Recopiez sans rien changer le passage du texte sur l'humilité qui commence aux mots « Ensuite, l’humilité nécessite » et s'arrête après les mots « 3.17 — Darby). ».

____ EXTRAIT DU TEXTE

Ensuite, l’humilité nécessite une bonne conception de Christ. Il est la seule norme à laquelle on puisse mesurer la justice et le fait qu’on plaise ou non à Dieu. Nous devrions avoir comme but rien de moins que « marcher aussi comme il a marché lui-même » (1 Jn 2.6), et Jésus a marché à la perfection. Ce n’est que de lui que Dieu a jamais dit : « Celui-ci est mon Fils bien-aimé, en qui j’ai trouvé mon plaisir » (Mt 3.17 — Darby).
Enfin, l’humilité nécessite une bonne conception de Dieu. Lorsqu’on étudie la vie de Jésus dans les Évangiles on en vient à constater de plus en plus sa perfection humaine : son humilité parfaite, sa soumission parfaite au Père, son amour parfait, sa compassion et sa sagesse parfaites. Mais, au-delà de sa perfection humaine, nous en venons à voir sa perfection divine : sa puissance sans limites, sa connaissance du coeur et des pensées des hommes, son autorité pour guérir les maladies, chasser les démons, et même pardonner les péchés. Nous en venons à voir Jésus-Christ comme Ésaïe a vu le Seigneur : « assis sur un trône très élevé ». Et nous voulons crier avec les séraphins : « Saint, saint, saint est l’Éternel des armées », et avec le prophète lui-même : « Malheur à moi ! je suis perdu, car je suis un homme dont les lèvres sont impures, j’habite au milieu d’un peuple dont les lèvres sont impures, et mes yeux ont vu le Roi, l’Éternel des armées » (És 6.1,3,5).
Lorsque Paul se regarde et se voit tel qu’il est, il se voit comme le premier des pécheurs (1 Ti 1.15). Lorsque Pierre s’est regardé, dans la pleine conscience de qui était Christ, il s’est écrié : « Seigneur, retire-toi de moi, parce que je suis un homme pécheur » (Lu 5.8). Lorsque Job s’est vu, dans la pleine conscience de qui était Dieu, il s’est écrié : « je me condamne et je me repens sur la poussière et sur la cendre » (Job 42.6).

________
____ DONNÉES FOURNIES

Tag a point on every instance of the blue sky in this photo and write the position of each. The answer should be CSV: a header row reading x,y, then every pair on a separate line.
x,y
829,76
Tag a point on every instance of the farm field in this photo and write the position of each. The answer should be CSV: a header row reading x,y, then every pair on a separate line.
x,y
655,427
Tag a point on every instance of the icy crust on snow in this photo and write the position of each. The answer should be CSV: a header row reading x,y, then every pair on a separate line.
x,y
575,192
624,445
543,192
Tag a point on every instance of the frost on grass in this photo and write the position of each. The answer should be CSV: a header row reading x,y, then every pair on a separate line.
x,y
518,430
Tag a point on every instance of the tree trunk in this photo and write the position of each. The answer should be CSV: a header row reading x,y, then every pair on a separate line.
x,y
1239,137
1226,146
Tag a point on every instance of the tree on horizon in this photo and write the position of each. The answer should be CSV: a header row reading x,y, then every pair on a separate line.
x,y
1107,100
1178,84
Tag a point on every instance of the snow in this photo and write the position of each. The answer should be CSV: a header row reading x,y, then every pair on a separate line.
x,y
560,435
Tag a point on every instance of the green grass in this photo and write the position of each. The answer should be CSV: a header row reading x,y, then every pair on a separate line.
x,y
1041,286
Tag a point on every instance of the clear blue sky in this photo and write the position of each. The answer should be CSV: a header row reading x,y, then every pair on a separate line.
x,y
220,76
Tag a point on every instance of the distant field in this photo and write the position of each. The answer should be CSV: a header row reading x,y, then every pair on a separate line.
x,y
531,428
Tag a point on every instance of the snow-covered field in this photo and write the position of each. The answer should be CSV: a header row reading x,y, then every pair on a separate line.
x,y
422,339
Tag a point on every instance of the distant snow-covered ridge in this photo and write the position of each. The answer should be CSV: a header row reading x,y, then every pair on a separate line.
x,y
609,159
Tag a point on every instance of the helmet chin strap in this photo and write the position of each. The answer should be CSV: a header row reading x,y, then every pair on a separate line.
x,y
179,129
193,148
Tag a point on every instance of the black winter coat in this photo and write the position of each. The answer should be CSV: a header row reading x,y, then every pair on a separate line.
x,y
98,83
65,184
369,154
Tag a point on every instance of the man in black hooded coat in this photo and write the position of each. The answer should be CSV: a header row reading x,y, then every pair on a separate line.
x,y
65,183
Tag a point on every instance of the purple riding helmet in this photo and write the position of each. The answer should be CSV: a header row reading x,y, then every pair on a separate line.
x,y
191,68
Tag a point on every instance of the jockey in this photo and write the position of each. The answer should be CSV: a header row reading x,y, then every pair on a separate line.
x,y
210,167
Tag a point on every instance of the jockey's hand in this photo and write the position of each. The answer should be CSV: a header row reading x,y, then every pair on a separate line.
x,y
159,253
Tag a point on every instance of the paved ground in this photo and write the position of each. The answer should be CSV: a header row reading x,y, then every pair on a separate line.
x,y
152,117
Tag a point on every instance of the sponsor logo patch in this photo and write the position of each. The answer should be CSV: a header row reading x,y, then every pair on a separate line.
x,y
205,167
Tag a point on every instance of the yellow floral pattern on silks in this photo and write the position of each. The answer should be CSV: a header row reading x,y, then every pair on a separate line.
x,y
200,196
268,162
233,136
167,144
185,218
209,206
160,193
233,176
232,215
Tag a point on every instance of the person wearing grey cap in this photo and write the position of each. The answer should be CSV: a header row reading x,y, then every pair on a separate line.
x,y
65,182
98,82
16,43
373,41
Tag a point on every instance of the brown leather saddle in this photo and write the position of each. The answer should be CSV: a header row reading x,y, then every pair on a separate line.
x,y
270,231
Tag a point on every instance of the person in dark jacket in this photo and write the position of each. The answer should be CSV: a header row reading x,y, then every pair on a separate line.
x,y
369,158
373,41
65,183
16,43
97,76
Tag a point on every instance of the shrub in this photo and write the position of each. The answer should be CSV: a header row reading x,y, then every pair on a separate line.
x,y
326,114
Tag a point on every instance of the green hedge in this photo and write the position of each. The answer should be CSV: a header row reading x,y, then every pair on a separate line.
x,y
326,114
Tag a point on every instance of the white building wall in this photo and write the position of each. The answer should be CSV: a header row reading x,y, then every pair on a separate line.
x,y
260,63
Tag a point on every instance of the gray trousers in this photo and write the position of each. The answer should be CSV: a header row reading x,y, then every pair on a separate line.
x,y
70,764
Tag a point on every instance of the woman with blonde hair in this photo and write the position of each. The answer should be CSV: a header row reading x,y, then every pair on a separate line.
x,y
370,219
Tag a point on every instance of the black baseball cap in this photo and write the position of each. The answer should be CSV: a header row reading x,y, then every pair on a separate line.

________

- _CORRIGÉ_
Ensuite, l’humilité nécessite une bonne conception de Christ. Il est la seule norme à laquelle on puisse mesurer la justice et le fait qu’on plaise ou non à Dieu. Nous devrions avoir comme but rien de moins que « marcher aussi comme il a marché lui-même » (1 Jn 2.6), et Jésus a marché à la perfection. Ce n’est que de lui que Dieu a jamais dit : « Celui-ci est mon Fils bien-aimé, en qui j’ai trouvé mon plaisir » (Mt 3.17 — Darby).